# What to work on
Write out the data unchanged, beginning at the line that contains "Box wooden wall panel for me." and stopping after the line that contains "[201,129,300,169]". Omit the pictures from your answer.

>>>>>

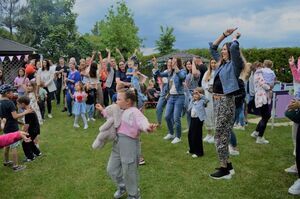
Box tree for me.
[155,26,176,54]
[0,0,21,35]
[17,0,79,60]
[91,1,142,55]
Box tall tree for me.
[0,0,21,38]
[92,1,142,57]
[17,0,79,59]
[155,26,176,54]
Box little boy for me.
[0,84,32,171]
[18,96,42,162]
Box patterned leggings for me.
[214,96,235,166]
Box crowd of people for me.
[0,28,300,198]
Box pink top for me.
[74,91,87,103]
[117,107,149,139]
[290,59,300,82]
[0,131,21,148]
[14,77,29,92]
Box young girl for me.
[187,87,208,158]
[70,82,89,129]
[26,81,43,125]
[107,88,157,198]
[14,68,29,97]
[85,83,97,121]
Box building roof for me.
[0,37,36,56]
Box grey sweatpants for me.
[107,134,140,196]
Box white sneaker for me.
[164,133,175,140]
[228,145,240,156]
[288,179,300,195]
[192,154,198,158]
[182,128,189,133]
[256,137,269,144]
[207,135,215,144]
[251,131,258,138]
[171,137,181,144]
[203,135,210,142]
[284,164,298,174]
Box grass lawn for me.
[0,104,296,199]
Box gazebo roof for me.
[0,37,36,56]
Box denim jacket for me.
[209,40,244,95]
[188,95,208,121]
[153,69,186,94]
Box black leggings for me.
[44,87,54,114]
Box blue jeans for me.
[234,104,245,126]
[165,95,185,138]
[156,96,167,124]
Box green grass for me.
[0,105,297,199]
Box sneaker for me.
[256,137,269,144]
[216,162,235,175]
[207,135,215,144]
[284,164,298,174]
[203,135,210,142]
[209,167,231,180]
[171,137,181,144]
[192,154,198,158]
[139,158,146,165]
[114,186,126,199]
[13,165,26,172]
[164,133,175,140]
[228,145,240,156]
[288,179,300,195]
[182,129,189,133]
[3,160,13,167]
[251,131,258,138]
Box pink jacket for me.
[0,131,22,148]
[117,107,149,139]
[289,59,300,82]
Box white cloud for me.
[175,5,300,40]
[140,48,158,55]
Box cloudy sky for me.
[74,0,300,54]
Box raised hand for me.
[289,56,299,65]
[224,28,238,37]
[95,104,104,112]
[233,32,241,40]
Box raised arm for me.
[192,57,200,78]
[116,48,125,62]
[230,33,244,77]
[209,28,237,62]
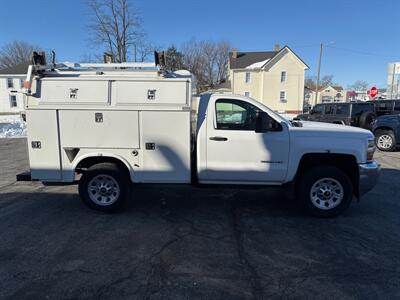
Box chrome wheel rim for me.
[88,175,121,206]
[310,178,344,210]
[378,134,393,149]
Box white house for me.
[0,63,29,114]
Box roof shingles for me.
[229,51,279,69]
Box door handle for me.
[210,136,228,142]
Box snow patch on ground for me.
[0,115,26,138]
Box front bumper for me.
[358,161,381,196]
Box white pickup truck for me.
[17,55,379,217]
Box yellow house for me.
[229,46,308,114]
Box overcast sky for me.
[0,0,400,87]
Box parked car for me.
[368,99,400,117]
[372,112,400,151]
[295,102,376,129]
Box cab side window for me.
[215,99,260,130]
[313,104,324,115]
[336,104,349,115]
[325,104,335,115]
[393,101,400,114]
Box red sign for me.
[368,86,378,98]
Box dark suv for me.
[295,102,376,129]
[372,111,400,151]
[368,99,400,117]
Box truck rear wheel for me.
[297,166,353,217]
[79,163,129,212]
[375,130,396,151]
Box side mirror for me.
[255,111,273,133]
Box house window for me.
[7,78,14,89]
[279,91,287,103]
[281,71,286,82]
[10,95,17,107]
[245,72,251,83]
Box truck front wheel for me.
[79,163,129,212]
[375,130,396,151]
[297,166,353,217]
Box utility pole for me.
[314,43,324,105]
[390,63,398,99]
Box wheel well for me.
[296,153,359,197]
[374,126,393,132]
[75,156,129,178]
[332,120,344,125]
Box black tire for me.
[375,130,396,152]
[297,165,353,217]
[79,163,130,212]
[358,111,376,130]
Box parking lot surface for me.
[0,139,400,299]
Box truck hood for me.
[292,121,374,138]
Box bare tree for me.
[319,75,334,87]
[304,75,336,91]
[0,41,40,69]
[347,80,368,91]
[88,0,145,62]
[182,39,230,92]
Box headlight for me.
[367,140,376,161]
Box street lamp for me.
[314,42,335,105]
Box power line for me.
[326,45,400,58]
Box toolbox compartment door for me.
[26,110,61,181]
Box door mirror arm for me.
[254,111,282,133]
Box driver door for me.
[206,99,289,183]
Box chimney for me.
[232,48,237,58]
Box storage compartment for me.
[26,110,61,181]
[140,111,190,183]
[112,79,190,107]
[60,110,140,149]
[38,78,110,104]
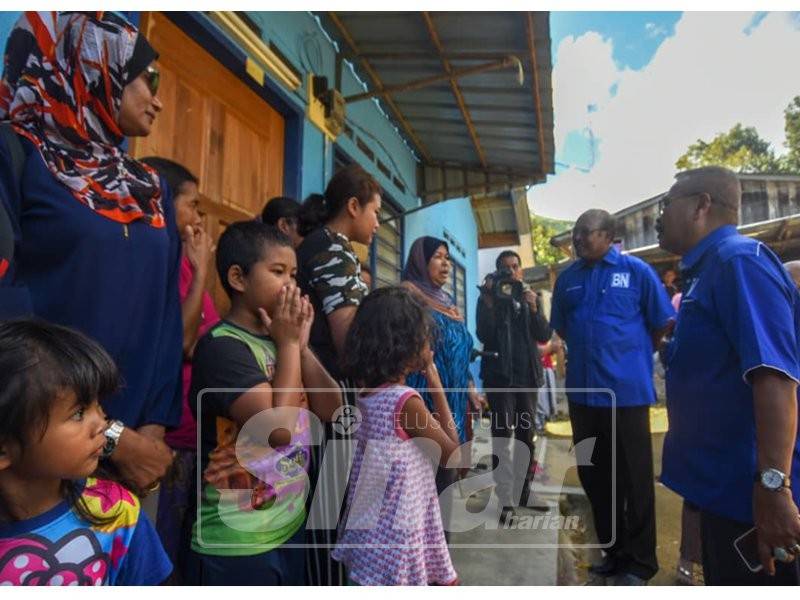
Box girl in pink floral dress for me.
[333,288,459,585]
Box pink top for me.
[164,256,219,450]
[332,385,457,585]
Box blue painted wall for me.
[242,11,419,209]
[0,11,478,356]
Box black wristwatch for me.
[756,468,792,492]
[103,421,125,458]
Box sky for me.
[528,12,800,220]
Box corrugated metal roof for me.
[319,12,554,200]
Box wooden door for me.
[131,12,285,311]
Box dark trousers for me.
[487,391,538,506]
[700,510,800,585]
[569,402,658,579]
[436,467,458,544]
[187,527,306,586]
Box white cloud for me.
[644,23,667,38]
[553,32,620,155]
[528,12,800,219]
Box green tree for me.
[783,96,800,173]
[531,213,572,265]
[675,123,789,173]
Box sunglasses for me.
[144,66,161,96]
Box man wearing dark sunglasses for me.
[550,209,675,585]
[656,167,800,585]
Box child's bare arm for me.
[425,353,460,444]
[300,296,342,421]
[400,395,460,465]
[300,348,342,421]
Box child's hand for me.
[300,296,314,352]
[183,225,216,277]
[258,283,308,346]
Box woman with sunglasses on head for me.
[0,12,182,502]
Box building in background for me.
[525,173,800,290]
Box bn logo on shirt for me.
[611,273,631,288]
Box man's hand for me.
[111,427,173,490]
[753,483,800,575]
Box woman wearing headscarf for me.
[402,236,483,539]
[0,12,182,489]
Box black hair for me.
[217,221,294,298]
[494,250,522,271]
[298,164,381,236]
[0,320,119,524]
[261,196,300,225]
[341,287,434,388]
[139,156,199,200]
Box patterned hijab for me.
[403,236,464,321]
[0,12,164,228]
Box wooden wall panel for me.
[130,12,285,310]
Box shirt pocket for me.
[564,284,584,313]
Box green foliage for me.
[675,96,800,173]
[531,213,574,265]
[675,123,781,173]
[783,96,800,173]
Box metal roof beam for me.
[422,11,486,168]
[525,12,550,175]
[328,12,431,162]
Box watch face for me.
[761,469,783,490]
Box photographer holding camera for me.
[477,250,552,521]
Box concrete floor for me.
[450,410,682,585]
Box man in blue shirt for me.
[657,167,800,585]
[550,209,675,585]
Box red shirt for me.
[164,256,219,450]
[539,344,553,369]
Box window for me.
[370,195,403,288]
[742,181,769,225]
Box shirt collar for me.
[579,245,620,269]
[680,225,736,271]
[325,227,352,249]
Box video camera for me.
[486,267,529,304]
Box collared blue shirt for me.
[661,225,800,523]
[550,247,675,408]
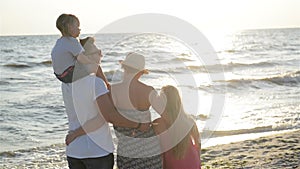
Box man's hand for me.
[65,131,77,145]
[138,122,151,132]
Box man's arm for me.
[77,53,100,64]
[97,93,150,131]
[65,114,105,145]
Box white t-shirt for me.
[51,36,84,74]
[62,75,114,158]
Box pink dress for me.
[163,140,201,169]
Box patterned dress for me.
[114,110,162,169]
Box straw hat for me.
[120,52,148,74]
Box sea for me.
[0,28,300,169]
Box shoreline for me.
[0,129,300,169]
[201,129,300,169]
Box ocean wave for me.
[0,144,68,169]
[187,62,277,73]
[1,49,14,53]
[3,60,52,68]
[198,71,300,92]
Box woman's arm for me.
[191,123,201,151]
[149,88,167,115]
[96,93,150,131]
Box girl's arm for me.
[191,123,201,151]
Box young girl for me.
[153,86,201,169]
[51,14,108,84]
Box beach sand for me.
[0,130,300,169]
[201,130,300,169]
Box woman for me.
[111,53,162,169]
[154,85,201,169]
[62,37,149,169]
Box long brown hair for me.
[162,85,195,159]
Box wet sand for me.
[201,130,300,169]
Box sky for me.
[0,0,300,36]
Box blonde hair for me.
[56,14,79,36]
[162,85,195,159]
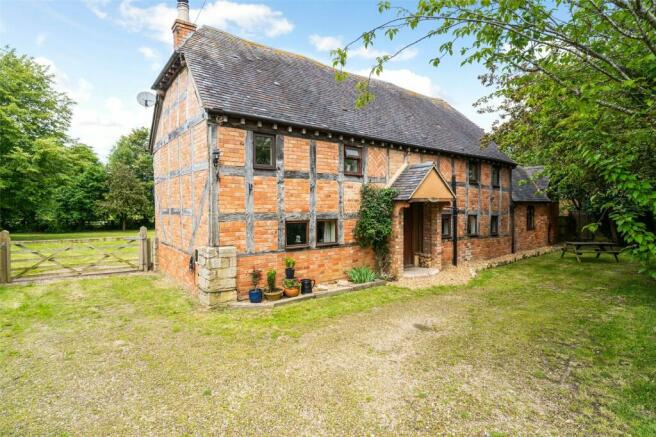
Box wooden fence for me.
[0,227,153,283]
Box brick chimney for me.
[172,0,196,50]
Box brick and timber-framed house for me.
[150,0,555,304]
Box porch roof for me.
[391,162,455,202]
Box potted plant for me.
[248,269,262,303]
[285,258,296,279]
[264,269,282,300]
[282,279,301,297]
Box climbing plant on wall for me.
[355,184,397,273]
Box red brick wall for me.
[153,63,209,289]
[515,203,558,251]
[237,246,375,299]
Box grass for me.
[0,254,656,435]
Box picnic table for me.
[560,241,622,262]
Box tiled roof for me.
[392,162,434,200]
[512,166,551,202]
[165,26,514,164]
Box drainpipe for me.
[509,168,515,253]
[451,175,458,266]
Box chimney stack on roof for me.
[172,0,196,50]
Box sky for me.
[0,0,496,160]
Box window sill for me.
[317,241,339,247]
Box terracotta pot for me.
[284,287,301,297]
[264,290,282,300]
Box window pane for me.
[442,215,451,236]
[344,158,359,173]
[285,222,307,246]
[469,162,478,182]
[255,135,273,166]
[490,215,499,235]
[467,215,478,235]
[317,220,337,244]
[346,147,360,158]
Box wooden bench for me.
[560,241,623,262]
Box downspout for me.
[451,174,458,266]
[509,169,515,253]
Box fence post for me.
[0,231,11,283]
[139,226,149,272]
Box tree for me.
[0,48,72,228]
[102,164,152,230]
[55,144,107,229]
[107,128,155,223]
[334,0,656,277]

<<<<<

# Answer below
Box wooden wall panel for me.
[130,12,285,310]
Box shirt pocket for me.
[564,284,584,313]
Box green foliage for me.
[675,96,800,173]
[531,213,574,265]
[675,123,781,173]
[783,96,800,173]
Box metal roof beam for me.
[422,11,486,168]
[525,12,550,175]
[328,12,431,162]
Box watch face for me.
[761,469,783,490]
Box photographer holding camera for me.
[477,250,552,521]
Box concrete floor for me.
[450,410,682,585]
Box man in blue shirt for me.
[657,167,800,585]
[550,209,675,585]
Box red shirt for me.
[164,256,219,450]
[539,344,553,369]
Box window for me.
[370,195,403,288]
[742,181,769,225]
Box shirt collar for me.
[579,245,620,269]
[680,225,736,271]
[325,227,352,249]
Box video camera for me.
[486,267,529,304]
Box collared blue shirt for me.
[661,225,800,523]
[550,247,675,408]
Box man's hand for me.
[65,131,77,145]
[138,122,151,132]
Box man's arm for me.
[77,53,100,64]
[97,93,150,131]
[65,114,105,145]
Box white t-shirt for me.
[51,36,84,74]
[62,75,114,158]
Box pink dress for me.
[163,140,201,169]
Box patterned dress for me.
[114,110,162,169]
Box straw hat for me.
[120,52,148,74]
Box sea for me.
[0,28,300,169]
Box shoreline for me.
[0,129,300,169]
[201,129,300,169]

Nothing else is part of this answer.